▶ [What you are asked to do]: Copy out every one of the following entries word for word, changing nothing.
___ Given records
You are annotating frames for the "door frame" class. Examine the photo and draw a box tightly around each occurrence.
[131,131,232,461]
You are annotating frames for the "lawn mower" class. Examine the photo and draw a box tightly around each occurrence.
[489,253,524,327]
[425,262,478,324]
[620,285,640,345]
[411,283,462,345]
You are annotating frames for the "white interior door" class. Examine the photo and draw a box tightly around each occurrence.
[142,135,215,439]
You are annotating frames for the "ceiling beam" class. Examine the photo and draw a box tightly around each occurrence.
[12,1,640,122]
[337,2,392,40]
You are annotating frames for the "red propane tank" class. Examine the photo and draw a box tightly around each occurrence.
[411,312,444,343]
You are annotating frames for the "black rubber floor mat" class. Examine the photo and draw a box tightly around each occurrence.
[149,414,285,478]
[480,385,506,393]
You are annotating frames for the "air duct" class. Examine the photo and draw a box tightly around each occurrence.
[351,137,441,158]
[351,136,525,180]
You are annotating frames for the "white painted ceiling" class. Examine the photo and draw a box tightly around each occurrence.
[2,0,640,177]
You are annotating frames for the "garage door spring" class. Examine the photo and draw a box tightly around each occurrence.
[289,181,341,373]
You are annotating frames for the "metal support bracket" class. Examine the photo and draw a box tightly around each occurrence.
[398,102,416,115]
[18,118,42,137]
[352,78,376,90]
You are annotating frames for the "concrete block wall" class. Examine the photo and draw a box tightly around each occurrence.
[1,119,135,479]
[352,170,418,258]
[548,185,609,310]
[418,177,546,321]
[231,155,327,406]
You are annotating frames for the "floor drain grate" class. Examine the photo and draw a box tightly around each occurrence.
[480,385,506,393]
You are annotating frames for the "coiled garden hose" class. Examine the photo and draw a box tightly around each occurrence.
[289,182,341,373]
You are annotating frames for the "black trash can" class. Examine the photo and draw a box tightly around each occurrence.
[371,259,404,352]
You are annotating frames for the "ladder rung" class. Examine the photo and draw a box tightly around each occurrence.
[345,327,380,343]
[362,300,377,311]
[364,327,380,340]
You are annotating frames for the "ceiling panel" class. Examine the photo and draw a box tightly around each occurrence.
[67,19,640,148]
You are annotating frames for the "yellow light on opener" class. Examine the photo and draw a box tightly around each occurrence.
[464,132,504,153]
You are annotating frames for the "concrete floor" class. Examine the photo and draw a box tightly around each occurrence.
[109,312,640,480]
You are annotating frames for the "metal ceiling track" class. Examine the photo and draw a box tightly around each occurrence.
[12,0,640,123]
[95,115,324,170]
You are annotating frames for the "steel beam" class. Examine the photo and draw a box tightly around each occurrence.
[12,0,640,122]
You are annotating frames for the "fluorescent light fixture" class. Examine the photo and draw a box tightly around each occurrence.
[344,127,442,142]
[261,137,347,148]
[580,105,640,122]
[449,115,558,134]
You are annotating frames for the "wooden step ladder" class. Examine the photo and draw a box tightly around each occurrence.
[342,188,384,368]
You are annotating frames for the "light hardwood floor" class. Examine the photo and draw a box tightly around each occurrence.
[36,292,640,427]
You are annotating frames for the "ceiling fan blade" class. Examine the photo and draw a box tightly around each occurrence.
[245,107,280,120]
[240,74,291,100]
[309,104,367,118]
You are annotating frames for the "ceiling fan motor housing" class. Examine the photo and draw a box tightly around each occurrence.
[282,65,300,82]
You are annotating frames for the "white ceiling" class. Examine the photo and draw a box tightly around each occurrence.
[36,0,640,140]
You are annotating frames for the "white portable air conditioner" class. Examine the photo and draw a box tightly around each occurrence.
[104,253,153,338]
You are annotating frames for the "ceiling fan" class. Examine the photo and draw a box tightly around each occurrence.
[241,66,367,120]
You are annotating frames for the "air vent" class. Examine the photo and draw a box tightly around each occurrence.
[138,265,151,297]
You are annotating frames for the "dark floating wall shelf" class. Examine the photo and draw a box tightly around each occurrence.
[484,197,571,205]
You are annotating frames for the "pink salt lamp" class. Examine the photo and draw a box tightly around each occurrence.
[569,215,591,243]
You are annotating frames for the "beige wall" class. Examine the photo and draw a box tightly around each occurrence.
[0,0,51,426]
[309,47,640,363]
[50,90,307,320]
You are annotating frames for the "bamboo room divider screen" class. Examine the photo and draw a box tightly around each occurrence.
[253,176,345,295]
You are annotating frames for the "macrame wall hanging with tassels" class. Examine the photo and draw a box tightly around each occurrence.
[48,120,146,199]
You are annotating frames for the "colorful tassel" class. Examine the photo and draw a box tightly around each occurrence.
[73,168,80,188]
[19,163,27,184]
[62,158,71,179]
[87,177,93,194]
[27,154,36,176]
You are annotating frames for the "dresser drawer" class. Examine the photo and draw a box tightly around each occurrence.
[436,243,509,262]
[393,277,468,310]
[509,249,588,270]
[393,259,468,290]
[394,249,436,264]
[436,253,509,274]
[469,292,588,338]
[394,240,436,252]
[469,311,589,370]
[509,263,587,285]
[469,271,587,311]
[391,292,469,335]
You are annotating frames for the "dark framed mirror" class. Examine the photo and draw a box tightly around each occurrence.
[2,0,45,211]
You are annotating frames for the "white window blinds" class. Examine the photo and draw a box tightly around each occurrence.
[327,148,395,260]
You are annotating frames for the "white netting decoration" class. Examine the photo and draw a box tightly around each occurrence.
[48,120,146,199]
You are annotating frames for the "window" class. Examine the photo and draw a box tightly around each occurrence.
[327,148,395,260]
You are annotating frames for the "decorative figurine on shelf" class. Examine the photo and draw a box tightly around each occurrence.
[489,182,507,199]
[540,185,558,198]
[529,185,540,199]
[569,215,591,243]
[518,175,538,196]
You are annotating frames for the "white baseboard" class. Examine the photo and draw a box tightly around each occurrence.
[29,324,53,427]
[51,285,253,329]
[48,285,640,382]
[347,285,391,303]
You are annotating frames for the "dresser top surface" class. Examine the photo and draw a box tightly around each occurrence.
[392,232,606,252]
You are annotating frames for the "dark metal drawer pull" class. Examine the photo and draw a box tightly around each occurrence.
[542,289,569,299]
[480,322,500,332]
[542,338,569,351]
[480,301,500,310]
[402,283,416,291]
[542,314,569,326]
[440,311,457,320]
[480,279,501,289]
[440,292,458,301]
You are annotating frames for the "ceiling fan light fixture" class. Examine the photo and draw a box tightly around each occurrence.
______
▶ [Task response]:
You are annotating frames for the "door frame" class. Examine the photo and draw a box tightly around each occurrence.
[131,131,232,461]
You are annotating frames for the "lawn mower" class. Examine the photo and draw a box tightly around each occurrence.
[489,253,524,327]
[425,262,478,324]
[620,285,640,345]
[411,283,462,345]
You are annotating frames for the "white interior door" class. Examine the photo and draw a box tightly around each occurrence.
[142,135,215,439]
You are annotating frames for the "ceiling beam" class. Examine the photo and draw a box tightly around each occurrence.
[12,1,640,122]
[337,2,392,40]
You are annotating frames for the "red propane tank" class. Examine the photo and draw a box tightly around each occurrence.
[411,312,444,343]
You are annotating frames for the "black rubber floor mat" class. Examine the photo and draw a box tightly around each occurrence.
[149,414,285,478]
[480,385,506,393]
You are annotating frames for the "air duct" class. Examine the photo and draw a box tightly around each occurrence.
[351,137,441,158]
[351,136,525,180]
You are annotating frames for the "white painted ceiling" class. Examine the photo and draw a box tightly around each occurrence.
[2,0,640,177]
You are annotating frames for the "garage door spring" class. Examine the photo and draw a box tightly around each occurrence.
[289,181,341,373]
You are annotating frames for the "metal support bracket" class. Examine the photo and draw a box tightly around each occurrence.
[398,102,416,115]
[18,118,42,137]
[352,78,376,90]
You are annotating frames for the "concrete block wall" class. Examine the photo and draw a box tightly around each occurrence.
[1,119,135,479]
[352,170,418,258]
[548,185,609,310]
[418,177,546,321]
[231,155,327,406]
You are annotating frames for the "floor drain grate" class. Examine the photo and draw a box tightly around each occurrence.
[480,385,506,393]
You are annotating frames for the "coiled garden hose" class. Examine the photo and draw a box tightly around each occurrence.
[289,182,341,373]
You are annotating frames for the "black trash can" class. Examine the photo and draw a box tightly around each occurrence.
[371,259,404,352]
You are annotating frames for the "ladder rung" class. Examine the photo and draw a box tightly around each occurrence.
[345,327,380,343]
[362,300,377,311]
[364,327,380,340]
You are annotating frames for the "ceiling panel" class. Examine the photo and draw a box tightly around each occurrence.
[67,19,640,148]
You are annotating frames for the "yellow light on opener" class. Examine the photo and draw a box tightly around each occurrence.
[464,132,504,153]
You are annotating frames for the "concrete floor" class. Examine the photo and draw a box tightly around each occurrence.
[109,312,640,480]
You are annotating frames for the "metal ceiling track" class. Examine the photo and draw a box tightly around each occurrence.
[12,0,640,123]
[95,115,324,170]
You are annotating frames for the "steel beam" class. Examine the photo and draw a box tightly around each occurrence.
[12,0,640,122]
You are annotating frames for the "fluorescent light fixture" class. Examine the photo and draw a box tightly around each occurrence.
[344,127,442,142]
[261,137,347,148]
[580,105,640,122]
[449,115,558,134]
You are annotating frames for the "wooden step ladder" class. Examine the photo and draw a box tightly around each occurrence.
[342,188,384,368]
You are annotating frames for the "light hardwood floor" class. Examine the photo and draw a box tightly around each occurrence.
[36,292,640,427]
You are annotating frames for the "ceiling fan blade" class. Examine the photo and draw a box tightly around each occurrence.
[245,107,280,120]
[240,74,291,100]
[309,104,367,118]
You are annotating frames for the "ceiling fan motor housing" class. Examine the photo and draw a box tightly around each occurrence.
[282,65,300,82]
You are annotating frames for the "white ceiling" class. Examine the photo and draw a box tightly around each occurrence.
[36,0,640,140]
You are annotating frames for the "white portable air conditioner" class. Examine the photo and draw a box tightly around each occurrence.
[104,253,153,338]
You are annotating frames for the "ceiling fan" class. Examine the photo and draw a box tightly around each occurrence.
[241,66,367,120]
You are annotating frames for the "air vent" class. Examine the photo and draw a box tightly around each occurrence.
[138,265,151,297]
You are annotating frames for the "dark floating wall shelf" class. Examine the photo and draw a box tightly around each occurrence.
[484,197,571,205]
You are annotating frames for the "pink salt lamp" class. Examine the photo and draw a box tightly around each occurrence.
[569,215,591,243]
You are annotating frames for the "beige wall" class. Examine the photo and draw a box tightly around each occurrence.
[0,0,51,426]
[309,47,640,363]
[50,90,307,320]
You are annotating frames for the "bamboo room divider screen" class. Examine the photo and draw a box tightly around each occurrence.
[253,176,345,295]
You are annotating frames for the "macrame wall hanging with tassels" class. Examine the photo and draw a box tightly around each occurrence.
[48,120,146,199]
You are annotating frames for the "colorful tassel" class. Examine the photo and draw a box tightly around each occurrence.
[73,168,80,188]
[19,163,27,184]
[62,158,71,179]
[87,177,93,194]
[27,154,36,176]
You are annotating frames for the "dresser drawer" class. Examine the photo and draw a box tightly around each occurrence.
[436,243,509,262]
[393,277,468,310]
[509,249,588,270]
[393,259,468,290]
[394,249,436,264]
[436,253,509,274]
[469,292,588,338]
[394,240,436,252]
[469,311,589,370]
[509,263,587,285]
[469,271,587,311]
[391,292,469,335]
You are annotating frames for the "dark framed mirror" class. Examine the photo and draw a box tightly around each occurrence.
[2,0,45,211]
You are annotating frames for the "white window blinds" class. Examine the photo and draw a box tightly around each occurrence.
[327,148,395,260]
You are annotating frames for the "white netting decoration" class. Examine the photo and draw a box tightly around each occurrence.
[48,120,146,199]
You are annotating frames for the "window" class. Examine the photo and draw a box tightly around each occurrence.
[327,148,395,260]
You are annotating frames for the "decorative figurine on shelf" class. Examine the photo and draw a box tightly around each occurrence.
[489,182,507,199]
[540,185,558,198]
[529,185,540,199]
[569,215,591,243]
[518,175,538,196]
You are annotating frames for the "white baseboard" class. Examine the photo and draw a box tightly around each occurrence.
[29,324,53,427]
[51,285,253,329]
[48,285,640,382]
[347,285,391,303]
You are annotating frames for the "dresser top surface" class. Examine the photo and draw a box tightly around each occurrence.
[392,232,606,252]
You are annotating frames for the "dark metal drawer pull" class. Examine the photo and draw a box tightly around each occurrence.
[542,289,569,299]
[480,322,500,332]
[542,338,569,351]
[480,301,500,310]
[402,283,416,291]
[542,314,569,326]
[440,311,457,320]
[480,279,501,289]
[440,292,458,301]
You are annotating frames for the "ceiling fan light fixture" class. Examine the photo and draw a box tightly around each occurrence.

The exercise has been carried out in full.